> **REQUIRED TASK**:
Gather every line of the data below that contains the word "ridge", and copy each such line in full.
______
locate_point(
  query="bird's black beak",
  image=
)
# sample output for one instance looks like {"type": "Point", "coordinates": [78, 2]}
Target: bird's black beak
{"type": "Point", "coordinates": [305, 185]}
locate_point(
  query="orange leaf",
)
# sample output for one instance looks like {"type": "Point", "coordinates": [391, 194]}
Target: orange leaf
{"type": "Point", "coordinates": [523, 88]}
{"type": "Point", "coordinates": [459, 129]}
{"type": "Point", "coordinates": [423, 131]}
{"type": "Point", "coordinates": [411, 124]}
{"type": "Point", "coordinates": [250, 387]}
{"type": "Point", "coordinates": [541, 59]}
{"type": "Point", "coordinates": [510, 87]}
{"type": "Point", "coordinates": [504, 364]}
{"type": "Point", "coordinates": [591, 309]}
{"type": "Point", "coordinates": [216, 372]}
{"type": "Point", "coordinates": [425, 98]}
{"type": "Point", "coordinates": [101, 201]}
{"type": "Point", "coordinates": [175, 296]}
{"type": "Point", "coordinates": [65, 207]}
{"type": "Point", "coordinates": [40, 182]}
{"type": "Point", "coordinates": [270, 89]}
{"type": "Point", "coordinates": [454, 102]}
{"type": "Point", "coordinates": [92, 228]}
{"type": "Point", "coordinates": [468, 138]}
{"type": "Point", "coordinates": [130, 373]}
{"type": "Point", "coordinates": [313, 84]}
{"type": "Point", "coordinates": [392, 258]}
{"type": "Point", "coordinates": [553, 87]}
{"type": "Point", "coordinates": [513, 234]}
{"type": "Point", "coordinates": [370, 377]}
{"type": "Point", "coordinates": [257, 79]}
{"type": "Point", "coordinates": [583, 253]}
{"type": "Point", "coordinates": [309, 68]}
______
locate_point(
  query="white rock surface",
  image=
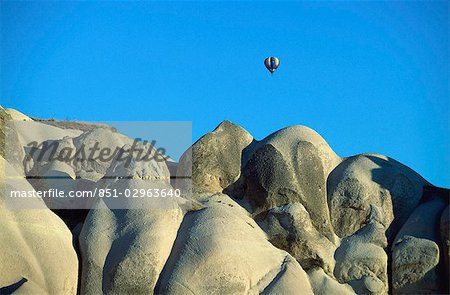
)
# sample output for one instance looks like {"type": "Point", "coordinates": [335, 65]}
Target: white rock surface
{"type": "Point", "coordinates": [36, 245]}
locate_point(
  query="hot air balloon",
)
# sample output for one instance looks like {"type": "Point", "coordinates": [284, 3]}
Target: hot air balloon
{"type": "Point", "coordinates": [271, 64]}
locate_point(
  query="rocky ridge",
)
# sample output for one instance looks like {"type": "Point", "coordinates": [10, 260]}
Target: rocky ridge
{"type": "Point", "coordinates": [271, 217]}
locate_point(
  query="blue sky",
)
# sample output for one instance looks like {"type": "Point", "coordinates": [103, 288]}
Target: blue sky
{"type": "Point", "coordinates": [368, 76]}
______
> **FINAL ANSWER**:
  query="rocky ridge",
Target: rocky ridge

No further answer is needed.